Work item
Only the stretch below from the line holding "Find the shiny" through the line holding "Find the table" should be restated, word for word and with both ends included; pictures stay out.

---- Available data

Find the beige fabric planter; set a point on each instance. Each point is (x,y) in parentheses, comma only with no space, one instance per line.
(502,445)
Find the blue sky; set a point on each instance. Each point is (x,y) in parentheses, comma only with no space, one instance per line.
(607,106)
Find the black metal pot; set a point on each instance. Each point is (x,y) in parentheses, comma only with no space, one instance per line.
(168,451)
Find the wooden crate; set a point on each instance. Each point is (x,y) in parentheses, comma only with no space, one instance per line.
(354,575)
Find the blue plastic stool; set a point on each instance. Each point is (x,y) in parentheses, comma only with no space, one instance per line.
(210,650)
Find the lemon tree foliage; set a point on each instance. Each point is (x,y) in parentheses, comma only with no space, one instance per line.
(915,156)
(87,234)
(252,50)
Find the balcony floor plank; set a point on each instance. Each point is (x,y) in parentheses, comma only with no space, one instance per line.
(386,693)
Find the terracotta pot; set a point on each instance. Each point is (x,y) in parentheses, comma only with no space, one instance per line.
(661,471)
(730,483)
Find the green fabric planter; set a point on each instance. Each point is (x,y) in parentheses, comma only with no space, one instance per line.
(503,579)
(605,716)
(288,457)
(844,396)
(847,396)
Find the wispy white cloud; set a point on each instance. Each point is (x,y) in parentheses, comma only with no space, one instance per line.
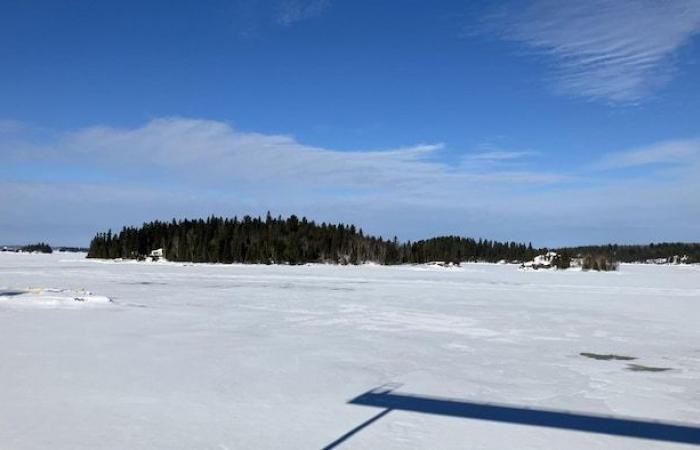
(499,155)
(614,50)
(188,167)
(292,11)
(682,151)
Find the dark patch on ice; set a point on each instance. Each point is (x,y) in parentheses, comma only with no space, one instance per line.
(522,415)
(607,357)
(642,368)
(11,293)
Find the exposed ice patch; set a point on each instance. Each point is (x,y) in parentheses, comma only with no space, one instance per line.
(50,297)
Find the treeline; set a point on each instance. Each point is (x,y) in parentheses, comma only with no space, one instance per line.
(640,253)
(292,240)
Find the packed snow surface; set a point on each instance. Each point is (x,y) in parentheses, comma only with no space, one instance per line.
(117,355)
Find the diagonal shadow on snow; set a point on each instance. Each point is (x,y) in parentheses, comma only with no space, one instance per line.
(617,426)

--------
---- Available data

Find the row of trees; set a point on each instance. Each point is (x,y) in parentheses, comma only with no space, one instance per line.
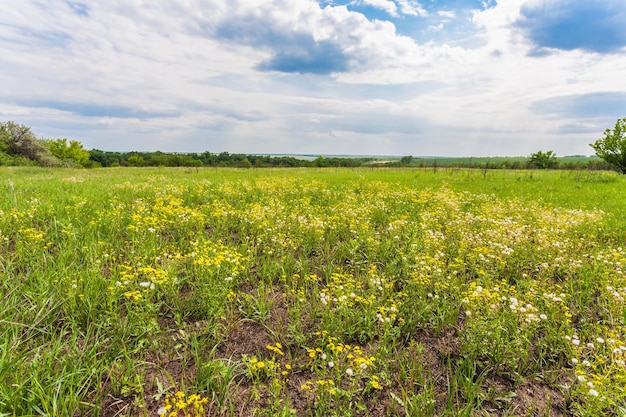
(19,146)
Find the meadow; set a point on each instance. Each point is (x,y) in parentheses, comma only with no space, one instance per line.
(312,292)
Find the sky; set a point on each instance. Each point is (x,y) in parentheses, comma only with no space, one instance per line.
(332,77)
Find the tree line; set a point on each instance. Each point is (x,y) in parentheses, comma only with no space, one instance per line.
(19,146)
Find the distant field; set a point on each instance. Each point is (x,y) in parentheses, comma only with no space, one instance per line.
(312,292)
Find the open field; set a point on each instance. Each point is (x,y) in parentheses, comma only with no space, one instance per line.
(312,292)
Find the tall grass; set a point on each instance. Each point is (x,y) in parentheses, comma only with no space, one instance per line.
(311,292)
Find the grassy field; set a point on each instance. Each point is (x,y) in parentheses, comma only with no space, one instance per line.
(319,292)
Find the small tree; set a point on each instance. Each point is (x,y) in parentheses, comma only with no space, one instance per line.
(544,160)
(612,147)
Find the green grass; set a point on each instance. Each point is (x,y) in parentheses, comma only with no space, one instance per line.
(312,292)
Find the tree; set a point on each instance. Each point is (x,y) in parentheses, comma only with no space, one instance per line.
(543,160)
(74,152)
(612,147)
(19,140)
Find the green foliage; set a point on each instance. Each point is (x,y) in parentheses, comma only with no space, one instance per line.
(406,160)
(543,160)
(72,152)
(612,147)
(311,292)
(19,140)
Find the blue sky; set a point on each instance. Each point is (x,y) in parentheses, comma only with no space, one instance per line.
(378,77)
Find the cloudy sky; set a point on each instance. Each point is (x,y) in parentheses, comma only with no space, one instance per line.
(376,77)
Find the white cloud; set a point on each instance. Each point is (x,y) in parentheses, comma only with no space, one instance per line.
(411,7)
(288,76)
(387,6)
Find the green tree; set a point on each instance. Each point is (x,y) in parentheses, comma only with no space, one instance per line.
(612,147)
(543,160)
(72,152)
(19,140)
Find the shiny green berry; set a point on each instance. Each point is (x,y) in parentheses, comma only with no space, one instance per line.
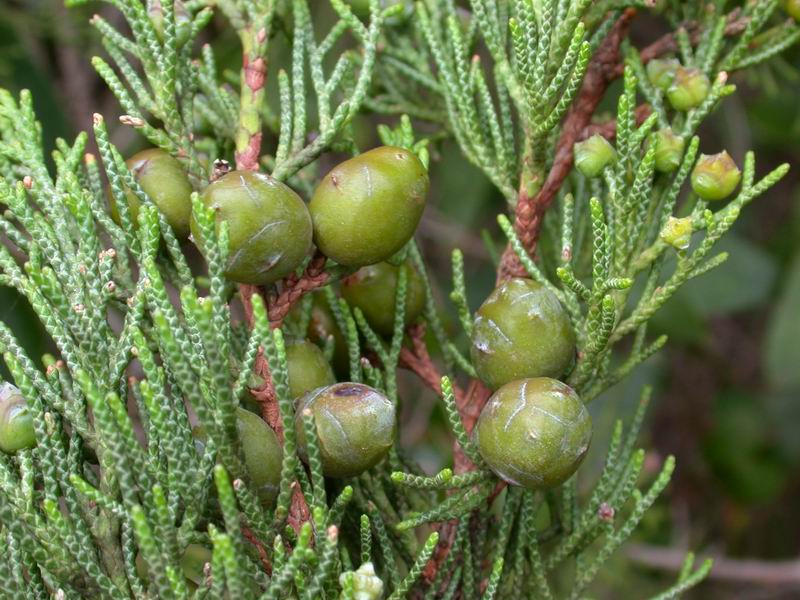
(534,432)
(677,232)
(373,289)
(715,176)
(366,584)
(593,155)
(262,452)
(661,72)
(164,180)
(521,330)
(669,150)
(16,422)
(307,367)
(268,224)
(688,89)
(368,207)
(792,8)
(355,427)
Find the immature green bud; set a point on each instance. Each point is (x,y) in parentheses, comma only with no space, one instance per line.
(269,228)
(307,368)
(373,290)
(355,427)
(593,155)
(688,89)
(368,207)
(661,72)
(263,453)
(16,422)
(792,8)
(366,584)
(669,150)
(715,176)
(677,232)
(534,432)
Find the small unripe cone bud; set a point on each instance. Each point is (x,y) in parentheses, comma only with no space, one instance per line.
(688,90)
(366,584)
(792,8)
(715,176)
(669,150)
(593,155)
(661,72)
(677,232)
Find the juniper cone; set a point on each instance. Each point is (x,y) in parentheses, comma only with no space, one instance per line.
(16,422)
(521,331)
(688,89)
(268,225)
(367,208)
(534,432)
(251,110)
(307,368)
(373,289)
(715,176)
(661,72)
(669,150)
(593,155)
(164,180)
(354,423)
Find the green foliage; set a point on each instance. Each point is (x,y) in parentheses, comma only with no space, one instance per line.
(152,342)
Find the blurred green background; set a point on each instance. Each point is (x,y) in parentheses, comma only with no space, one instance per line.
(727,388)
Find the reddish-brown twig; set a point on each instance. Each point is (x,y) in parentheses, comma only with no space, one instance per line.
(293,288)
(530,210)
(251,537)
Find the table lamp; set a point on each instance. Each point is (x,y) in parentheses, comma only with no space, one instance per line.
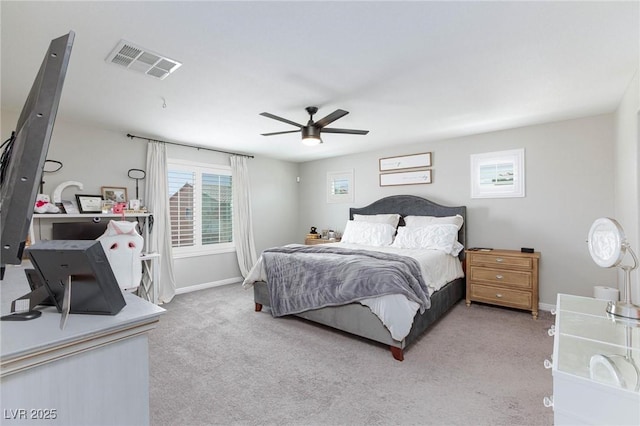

--------

Answer
Find the shiny green berry; set a point on each instance. Each point is (x,y) in parentheses, comma only with no space, one instance per line.
(534,432)
(677,232)
(373,289)
(715,176)
(366,584)
(593,155)
(262,452)
(661,72)
(164,180)
(521,330)
(669,150)
(16,422)
(307,367)
(268,224)
(688,89)
(368,207)
(792,8)
(355,427)
Find the immature green bud; set a point on each instance. Each point is (x,y) in parentheses, comma only with no space, one instance per line.
(269,228)
(307,368)
(373,290)
(355,427)
(593,155)
(688,89)
(368,207)
(661,72)
(263,453)
(16,422)
(792,8)
(366,584)
(669,150)
(715,176)
(677,232)
(534,432)
Find the small unripe cone bud; set a point on each instance. Each point is (x,y) in parentheses, comma only with no space, one instance per line.
(688,90)
(366,584)
(792,8)
(715,176)
(669,150)
(593,155)
(661,72)
(677,232)
Find the juniper cone; set a point on each instance. Each point is (x,y) in parentheses, comma only with no space, one instance per line.
(16,422)
(521,331)
(688,89)
(268,225)
(367,208)
(534,432)
(251,110)
(307,368)
(373,289)
(715,176)
(661,72)
(669,150)
(593,155)
(164,180)
(354,423)
Find the green foliage; set a point on each instance. Each point is (x,y) in parentheses, comma only with no space, one instance per line.
(152,342)
Find the blurred green background; set a point on each instance. Each point is (x,y) in parentheses, comma only with no space, one instance per line.
(727,388)
Find the reddish-brown twig; set a point on each instance. Each point is (x,y) in parentheses, comma only with no space, one instance per line.
(293,288)
(530,210)
(251,537)
Find the table lamp; set a point on each instance. Each point is (x,y) in parentheses, comma only with no space, one instance per line.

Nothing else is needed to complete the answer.